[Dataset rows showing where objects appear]
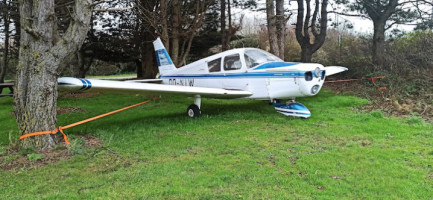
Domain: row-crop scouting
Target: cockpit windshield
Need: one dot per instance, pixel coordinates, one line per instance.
(255, 57)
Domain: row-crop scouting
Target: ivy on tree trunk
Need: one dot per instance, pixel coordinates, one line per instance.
(42, 52)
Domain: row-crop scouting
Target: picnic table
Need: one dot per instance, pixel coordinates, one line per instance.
(7, 85)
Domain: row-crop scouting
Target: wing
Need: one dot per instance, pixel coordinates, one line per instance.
(331, 70)
(146, 81)
(75, 84)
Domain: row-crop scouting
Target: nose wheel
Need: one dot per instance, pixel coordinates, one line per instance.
(193, 110)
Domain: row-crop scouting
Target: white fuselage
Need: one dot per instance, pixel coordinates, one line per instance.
(267, 80)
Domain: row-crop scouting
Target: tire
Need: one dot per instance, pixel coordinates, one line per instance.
(193, 111)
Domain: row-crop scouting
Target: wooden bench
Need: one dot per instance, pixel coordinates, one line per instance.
(7, 85)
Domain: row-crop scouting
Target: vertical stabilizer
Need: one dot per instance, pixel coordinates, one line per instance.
(165, 64)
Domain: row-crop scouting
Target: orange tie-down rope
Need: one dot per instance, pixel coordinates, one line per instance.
(61, 128)
(373, 79)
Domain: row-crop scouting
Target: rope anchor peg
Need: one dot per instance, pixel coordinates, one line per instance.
(61, 128)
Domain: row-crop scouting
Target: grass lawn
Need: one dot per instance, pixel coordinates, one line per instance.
(236, 150)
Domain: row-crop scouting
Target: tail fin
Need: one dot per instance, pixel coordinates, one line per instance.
(165, 64)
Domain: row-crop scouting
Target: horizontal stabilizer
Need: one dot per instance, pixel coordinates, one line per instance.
(331, 70)
(75, 84)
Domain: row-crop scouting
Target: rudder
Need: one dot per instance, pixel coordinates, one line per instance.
(165, 64)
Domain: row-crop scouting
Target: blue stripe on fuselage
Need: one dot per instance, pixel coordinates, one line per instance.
(84, 84)
(282, 74)
(275, 65)
(89, 84)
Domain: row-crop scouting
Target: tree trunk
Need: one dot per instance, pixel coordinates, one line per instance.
(306, 54)
(378, 43)
(176, 32)
(40, 58)
(304, 30)
(5, 62)
(223, 26)
(272, 29)
(231, 31)
(281, 27)
(164, 23)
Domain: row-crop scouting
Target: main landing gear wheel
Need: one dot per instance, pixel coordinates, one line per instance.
(193, 111)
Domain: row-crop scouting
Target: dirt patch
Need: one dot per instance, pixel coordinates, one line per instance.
(79, 94)
(15, 160)
(91, 141)
(62, 110)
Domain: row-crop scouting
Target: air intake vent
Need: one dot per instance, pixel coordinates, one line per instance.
(308, 76)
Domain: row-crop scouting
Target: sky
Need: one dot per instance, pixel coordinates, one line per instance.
(253, 19)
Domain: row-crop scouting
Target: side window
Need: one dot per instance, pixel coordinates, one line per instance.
(232, 62)
(214, 65)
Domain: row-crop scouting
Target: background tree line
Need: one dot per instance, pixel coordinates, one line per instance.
(42, 40)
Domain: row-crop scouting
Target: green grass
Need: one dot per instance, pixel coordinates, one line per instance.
(236, 150)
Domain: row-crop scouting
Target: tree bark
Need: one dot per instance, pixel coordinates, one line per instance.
(304, 30)
(5, 61)
(378, 43)
(224, 42)
(281, 27)
(39, 64)
(272, 29)
(176, 32)
(379, 14)
(164, 24)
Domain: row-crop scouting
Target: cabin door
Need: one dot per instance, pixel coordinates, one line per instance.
(234, 73)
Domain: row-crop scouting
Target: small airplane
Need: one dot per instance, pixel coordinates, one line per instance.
(245, 73)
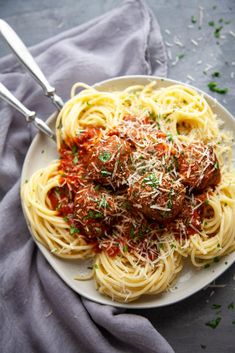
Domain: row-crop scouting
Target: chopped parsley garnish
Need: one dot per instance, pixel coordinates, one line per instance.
(75, 160)
(215, 74)
(103, 202)
(170, 137)
(206, 265)
(132, 232)
(216, 306)
(73, 230)
(54, 250)
(217, 31)
(152, 116)
(105, 173)
(104, 156)
(92, 214)
(213, 86)
(125, 248)
(74, 149)
(151, 180)
(214, 323)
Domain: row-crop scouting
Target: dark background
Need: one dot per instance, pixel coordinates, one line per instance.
(183, 324)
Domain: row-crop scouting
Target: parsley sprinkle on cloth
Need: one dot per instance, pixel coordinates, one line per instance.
(39, 312)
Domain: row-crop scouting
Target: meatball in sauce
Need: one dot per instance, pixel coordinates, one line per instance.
(157, 195)
(199, 167)
(109, 161)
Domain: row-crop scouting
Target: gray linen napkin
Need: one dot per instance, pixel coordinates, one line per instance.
(39, 313)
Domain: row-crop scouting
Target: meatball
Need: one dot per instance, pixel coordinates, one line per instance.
(199, 167)
(94, 208)
(109, 161)
(157, 195)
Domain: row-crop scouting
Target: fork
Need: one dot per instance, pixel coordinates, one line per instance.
(24, 56)
(29, 115)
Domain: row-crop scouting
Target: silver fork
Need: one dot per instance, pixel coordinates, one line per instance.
(24, 56)
(29, 115)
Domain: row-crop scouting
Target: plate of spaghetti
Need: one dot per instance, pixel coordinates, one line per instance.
(134, 205)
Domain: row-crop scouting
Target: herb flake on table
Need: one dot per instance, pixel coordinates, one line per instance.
(214, 323)
(213, 86)
(217, 31)
(216, 306)
(215, 74)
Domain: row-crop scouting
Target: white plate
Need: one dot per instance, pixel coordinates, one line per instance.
(190, 280)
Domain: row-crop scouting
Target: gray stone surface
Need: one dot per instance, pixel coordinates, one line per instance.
(183, 324)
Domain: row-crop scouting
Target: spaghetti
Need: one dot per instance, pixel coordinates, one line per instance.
(144, 180)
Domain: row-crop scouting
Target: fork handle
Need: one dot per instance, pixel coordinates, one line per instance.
(24, 56)
(29, 115)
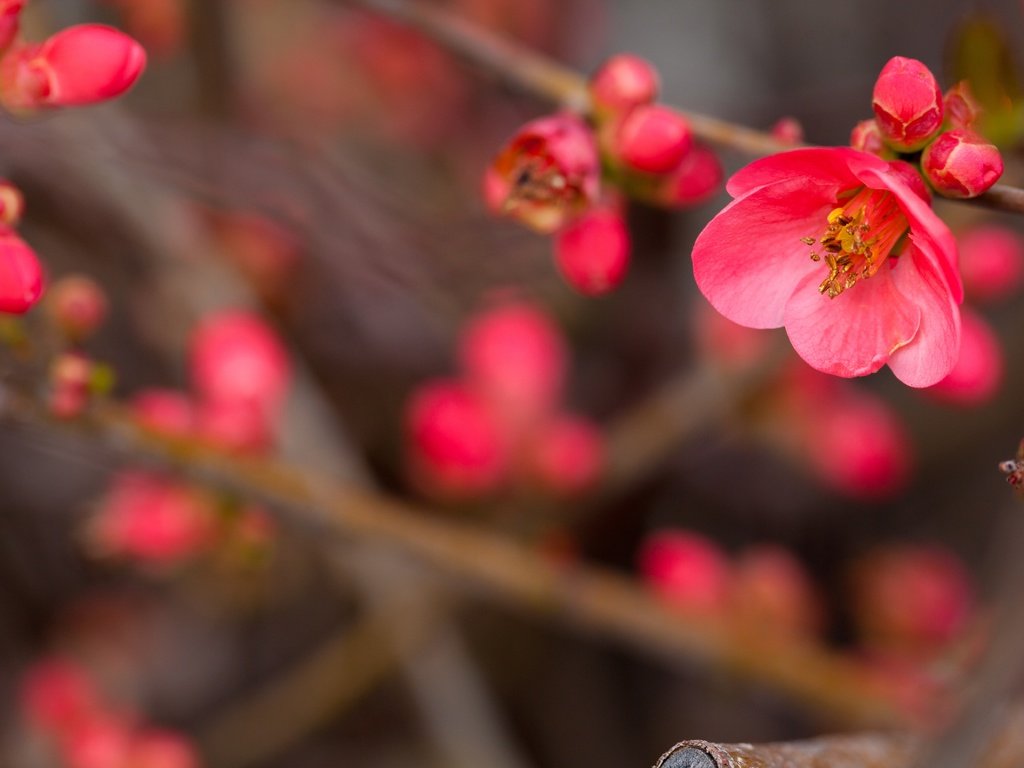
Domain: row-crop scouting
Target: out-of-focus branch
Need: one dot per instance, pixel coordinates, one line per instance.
(548, 79)
(479, 561)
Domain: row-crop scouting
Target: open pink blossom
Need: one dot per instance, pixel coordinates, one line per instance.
(838, 247)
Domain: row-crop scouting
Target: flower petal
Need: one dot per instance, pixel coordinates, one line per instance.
(819, 165)
(855, 333)
(935, 349)
(750, 257)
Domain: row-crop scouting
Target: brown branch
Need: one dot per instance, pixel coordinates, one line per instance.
(544, 77)
(477, 561)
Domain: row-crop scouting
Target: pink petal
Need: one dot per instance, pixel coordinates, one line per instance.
(816, 165)
(934, 351)
(855, 333)
(750, 257)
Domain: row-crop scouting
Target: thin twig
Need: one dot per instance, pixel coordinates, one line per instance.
(544, 77)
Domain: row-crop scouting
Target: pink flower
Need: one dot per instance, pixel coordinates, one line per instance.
(835, 245)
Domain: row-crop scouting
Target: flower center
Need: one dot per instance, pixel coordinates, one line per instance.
(857, 239)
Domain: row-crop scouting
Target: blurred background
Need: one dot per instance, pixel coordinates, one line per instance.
(320, 167)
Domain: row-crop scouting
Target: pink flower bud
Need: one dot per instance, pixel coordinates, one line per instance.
(991, 262)
(962, 164)
(771, 592)
(77, 304)
(593, 251)
(514, 358)
(787, 130)
(159, 749)
(866, 136)
(686, 569)
(962, 108)
(153, 519)
(652, 138)
(454, 442)
(166, 412)
(695, 179)
(978, 373)
(907, 103)
(568, 456)
(81, 65)
(235, 356)
(547, 174)
(911, 598)
(858, 445)
(57, 694)
(623, 82)
(11, 204)
(20, 273)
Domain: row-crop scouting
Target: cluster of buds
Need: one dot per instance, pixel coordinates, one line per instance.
(566, 175)
(240, 374)
(914, 121)
(82, 65)
(500, 424)
(62, 704)
(764, 589)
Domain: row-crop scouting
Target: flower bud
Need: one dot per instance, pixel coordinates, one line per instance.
(686, 569)
(20, 273)
(593, 251)
(77, 304)
(991, 262)
(623, 82)
(568, 456)
(652, 138)
(962, 164)
(962, 108)
(978, 373)
(547, 174)
(907, 103)
(866, 136)
(455, 444)
(81, 65)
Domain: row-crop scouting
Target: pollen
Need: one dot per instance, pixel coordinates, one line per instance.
(857, 239)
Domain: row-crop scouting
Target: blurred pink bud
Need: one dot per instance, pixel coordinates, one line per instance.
(991, 262)
(787, 130)
(962, 164)
(166, 412)
(978, 373)
(57, 694)
(235, 356)
(81, 65)
(154, 519)
(907, 103)
(695, 179)
(593, 251)
(963, 109)
(623, 82)
(10, 17)
(547, 174)
(686, 569)
(568, 456)
(11, 204)
(514, 358)
(772, 593)
(160, 749)
(912, 598)
(454, 442)
(20, 273)
(77, 304)
(858, 445)
(866, 136)
(652, 138)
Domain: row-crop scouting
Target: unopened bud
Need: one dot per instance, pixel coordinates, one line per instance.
(907, 103)
(962, 164)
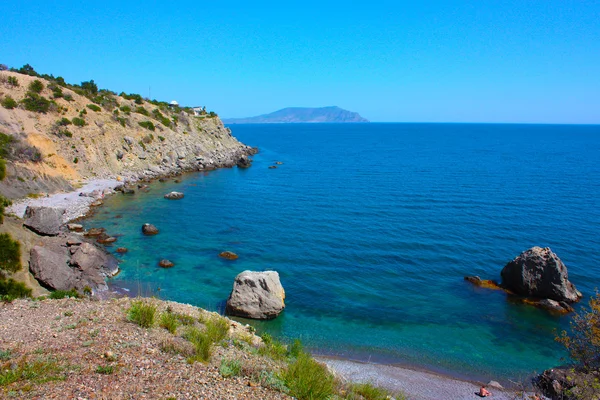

## SHORT EXERCISE
Pick out every line of the data above that contains the word "trunk", and copy each one in full.

## COMPLETED TASK
Target: ivy on tree trunk
Target: tree trunk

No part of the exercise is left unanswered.